- [Problema] Atualize o trecho que vai da linha que contém "Mark a point on each instance of the cleared" até o fim do material, trocando "pixel coordinates" por "point coordinates" sem alterar mais nada. Devolva somente essas linhas.

(Entradas retiradas de uma coleção)
════════════════
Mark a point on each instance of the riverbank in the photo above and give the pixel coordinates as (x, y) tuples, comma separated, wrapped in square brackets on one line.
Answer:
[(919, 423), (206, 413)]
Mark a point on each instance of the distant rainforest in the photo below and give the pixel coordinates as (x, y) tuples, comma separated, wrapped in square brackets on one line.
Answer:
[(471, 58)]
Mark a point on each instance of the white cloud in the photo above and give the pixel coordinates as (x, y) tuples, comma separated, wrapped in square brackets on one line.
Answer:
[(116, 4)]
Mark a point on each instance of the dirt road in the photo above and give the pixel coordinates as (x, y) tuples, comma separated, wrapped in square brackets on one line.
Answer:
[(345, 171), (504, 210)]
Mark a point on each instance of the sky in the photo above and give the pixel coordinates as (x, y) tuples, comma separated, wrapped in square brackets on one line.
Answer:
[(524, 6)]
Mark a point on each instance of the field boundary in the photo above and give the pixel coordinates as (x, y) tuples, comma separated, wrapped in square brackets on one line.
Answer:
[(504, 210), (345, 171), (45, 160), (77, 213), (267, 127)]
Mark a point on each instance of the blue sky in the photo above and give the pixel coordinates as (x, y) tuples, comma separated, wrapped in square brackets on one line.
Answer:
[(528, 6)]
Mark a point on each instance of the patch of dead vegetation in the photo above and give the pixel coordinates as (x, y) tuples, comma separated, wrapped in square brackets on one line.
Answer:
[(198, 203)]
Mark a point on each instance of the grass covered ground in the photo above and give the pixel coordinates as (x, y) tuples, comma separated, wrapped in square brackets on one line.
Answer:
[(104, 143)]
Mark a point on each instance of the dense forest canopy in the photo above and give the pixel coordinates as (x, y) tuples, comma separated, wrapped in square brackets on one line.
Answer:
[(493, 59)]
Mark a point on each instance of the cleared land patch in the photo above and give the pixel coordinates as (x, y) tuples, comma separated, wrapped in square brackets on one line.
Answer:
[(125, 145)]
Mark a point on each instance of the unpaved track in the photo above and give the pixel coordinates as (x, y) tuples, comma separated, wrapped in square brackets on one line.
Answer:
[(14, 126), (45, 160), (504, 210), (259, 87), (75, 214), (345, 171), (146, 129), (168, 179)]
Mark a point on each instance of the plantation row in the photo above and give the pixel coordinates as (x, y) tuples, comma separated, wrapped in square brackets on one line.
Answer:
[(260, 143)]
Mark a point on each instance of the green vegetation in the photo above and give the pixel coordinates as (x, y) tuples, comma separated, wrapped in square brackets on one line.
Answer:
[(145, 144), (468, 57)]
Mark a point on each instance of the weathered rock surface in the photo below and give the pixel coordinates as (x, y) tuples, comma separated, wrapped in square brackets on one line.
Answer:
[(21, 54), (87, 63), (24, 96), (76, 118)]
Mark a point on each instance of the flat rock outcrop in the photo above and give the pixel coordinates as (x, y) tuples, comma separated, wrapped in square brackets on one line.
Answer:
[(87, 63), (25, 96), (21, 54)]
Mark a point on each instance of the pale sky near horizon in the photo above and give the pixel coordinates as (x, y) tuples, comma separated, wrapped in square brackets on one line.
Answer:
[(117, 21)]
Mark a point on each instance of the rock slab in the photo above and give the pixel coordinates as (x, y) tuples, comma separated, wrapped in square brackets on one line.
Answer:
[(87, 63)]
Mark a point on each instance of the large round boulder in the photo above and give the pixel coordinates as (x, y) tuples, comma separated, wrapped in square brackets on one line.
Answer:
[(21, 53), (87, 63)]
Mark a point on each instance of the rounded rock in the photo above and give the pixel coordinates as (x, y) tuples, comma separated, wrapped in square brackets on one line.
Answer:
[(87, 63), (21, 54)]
════════════════
- [Solução]
Mark a point on each instance of the cleared land patch in the photo above and give the point coordinates as (x, y) tuples, comma separated, wrapped in square brackets on one line.
Answer:
[(125, 145)]
Mark a point on each instance of the unpaved track in the photo above and give the point coordinates as (x, y) tuples, comma separated, wrapped in square brackets on one line.
Answer:
[(14, 126), (45, 160), (504, 210), (259, 87), (75, 214), (345, 171), (146, 129), (168, 179)]
Mark a point on each instance of the plantation row in the photo above and give the point coordinates as (x, y) tuples, comma separated, wrapped in square brackets on one line.
Answer:
[(260, 143)]
Mark a point on each instance of the green vegetation in the photo above and give the point coordinates as (x, y) tuples, comma separated, wrapped in square brackets on one line.
Answer:
[(145, 144), (468, 57)]
Mark a point on each instance of the weathered rock surface in the photo below and give the point coordinates as (x, y) tuples, comma separated, wrapped in square brackets on one line.
Answer:
[(21, 54), (87, 63), (24, 96), (76, 118)]
Mark a point on each instance of the flat rock outcrop in the photo above and give the point coordinates as (x, y) tuples, comma separated, wrapped in square brackets on one line.
Answer:
[(87, 63), (25, 96), (21, 54)]
Mark a point on each instance of the pale sky near horizon in the photo above and give the point coordinates as (x, y) tuples, comma separated, wrapped in square brackets on one line.
Answer:
[(117, 21)]
Mark a point on each instance of the rock slab in the photo above and give the point coordinates as (x, y) tuples, comma separated, wrapped in square brackets on one line.
Answer:
[(87, 63)]
Mark a point on each instance of the large round boulder in the photo above and give the point coordinates as (x, y) tuples, comma separated, wrapped in square brackets on one line.
Answer:
[(21, 53), (87, 63)]
Mark a point on each instance of the rounded rock in the photo above and give the point coordinates as (x, y) tuples, comma separated, wrapped in square brackets on one line.
Answer:
[(87, 63), (21, 54)]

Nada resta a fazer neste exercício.